Data under study:
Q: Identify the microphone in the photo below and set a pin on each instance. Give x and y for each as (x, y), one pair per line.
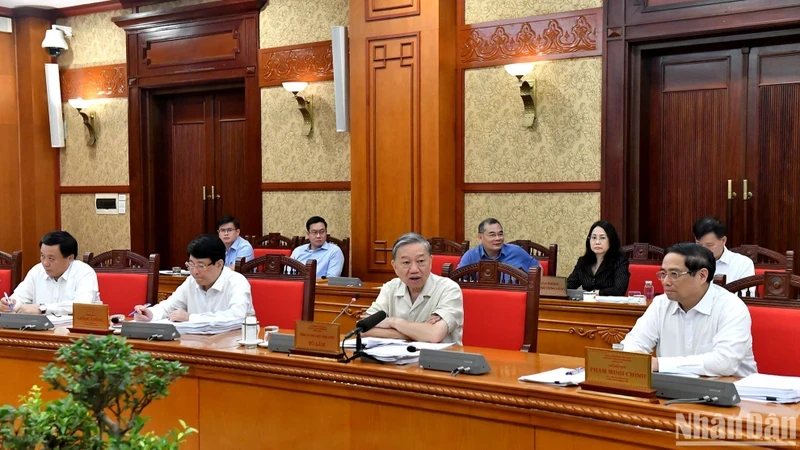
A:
(367, 324)
(353, 300)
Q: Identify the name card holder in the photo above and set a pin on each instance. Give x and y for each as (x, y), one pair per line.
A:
(616, 373)
(90, 318)
(317, 339)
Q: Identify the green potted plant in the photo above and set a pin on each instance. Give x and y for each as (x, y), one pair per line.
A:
(107, 387)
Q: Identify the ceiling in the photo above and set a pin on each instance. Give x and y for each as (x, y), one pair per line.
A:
(46, 3)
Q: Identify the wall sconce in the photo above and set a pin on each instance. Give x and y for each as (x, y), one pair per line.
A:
(88, 119)
(526, 90)
(305, 106)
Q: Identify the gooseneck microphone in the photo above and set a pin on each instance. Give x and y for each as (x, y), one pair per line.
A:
(367, 323)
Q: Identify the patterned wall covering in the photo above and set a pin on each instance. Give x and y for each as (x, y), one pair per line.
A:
(477, 11)
(105, 164)
(291, 22)
(95, 232)
(287, 155)
(558, 218)
(287, 212)
(563, 144)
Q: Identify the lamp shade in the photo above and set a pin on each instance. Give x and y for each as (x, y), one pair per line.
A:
(519, 69)
(294, 86)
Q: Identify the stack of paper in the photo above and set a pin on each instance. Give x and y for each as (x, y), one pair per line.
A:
(771, 388)
(206, 326)
(559, 377)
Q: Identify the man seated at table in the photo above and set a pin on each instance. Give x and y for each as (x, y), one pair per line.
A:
(330, 259)
(492, 246)
(419, 305)
(235, 246)
(58, 281)
(213, 292)
(696, 326)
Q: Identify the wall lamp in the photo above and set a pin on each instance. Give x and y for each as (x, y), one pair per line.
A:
(305, 106)
(526, 90)
(88, 119)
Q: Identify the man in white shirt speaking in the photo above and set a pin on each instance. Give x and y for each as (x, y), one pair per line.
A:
(212, 292)
(696, 326)
(58, 281)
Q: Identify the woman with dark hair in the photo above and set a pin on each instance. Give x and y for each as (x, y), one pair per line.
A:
(603, 267)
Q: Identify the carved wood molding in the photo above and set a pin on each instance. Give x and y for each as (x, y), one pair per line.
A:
(304, 62)
(554, 36)
(95, 82)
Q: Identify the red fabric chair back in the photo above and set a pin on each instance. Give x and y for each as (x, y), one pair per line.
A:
(122, 291)
(440, 260)
(641, 273)
(277, 302)
(5, 281)
(494, 319)
(772, 327)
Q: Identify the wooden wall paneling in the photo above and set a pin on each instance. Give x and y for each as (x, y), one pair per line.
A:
(38, 180)
(303, 62)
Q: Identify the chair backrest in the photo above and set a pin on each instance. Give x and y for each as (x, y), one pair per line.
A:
(282, 289)
(644, 260)
(501, 305)
(125, 279)
(10, 271)
(343, 244)
(547, 256)
(445, 251)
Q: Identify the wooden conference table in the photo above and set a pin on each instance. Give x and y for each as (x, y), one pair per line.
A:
(252, 398)
(565, 327)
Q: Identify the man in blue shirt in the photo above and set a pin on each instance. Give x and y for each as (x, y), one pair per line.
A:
(490, 236)
(330, 259)
(235, 246)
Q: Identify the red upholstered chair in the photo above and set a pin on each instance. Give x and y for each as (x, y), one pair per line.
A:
(774, 318)
(547, 256)
(446, 251)
(644, 261)
(501, 305)
(343, 244)
(125, 279)
(10, 271)
(282, 289)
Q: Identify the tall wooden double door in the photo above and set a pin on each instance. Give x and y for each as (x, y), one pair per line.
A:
(720, 136)
(199, 168)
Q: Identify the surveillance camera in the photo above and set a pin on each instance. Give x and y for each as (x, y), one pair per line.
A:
(54, 41)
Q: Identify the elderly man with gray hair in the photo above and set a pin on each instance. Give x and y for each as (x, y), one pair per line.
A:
(419, 306)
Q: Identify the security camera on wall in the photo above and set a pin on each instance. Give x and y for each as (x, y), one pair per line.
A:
(55, 40)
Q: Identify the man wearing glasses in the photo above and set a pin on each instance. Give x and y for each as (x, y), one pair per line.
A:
(493, 246)
(213, 292)
(696, 326)
(235, 246)
(330, 259)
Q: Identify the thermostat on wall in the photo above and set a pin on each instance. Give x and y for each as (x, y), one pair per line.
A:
(105, 203)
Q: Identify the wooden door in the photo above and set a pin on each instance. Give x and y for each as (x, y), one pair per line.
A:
(693, 142)
(773, 149)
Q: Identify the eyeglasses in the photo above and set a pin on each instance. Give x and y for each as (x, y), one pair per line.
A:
(190, 265)
(661, 275)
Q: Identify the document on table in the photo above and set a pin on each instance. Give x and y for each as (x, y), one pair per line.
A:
(557, 377)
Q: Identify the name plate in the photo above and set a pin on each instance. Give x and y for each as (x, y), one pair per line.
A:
(616, 372)
(317, 339)
(553, 287)
(90, 318)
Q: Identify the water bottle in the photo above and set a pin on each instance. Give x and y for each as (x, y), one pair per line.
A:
(649, 291)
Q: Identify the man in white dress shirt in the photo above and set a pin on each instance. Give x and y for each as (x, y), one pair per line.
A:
(58, 281)
(711, 234)
(696, 326)
(212, 292)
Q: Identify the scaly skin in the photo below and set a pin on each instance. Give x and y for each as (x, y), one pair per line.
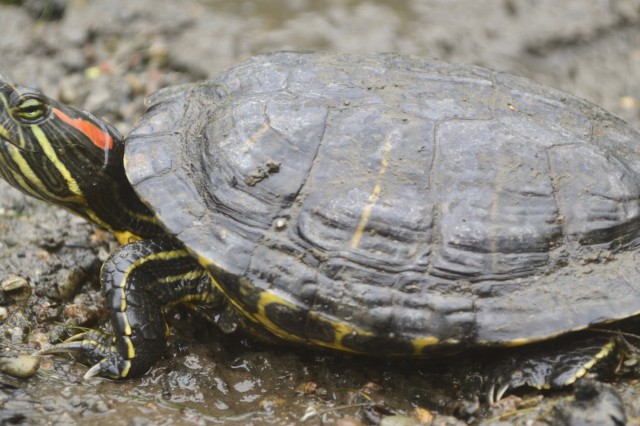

Directions for this task:
For each line above that includes "door", copy the line.

Reply to the exercise:
Q: Identify the tall wooden double door in the photo above and set a pin on each instance. Give x and y for each as (x, y), one pair per line.
Q: Identify the wooden door in the photo above and set a pin on each instance. Give x and y for each as (x, y), one pair per line.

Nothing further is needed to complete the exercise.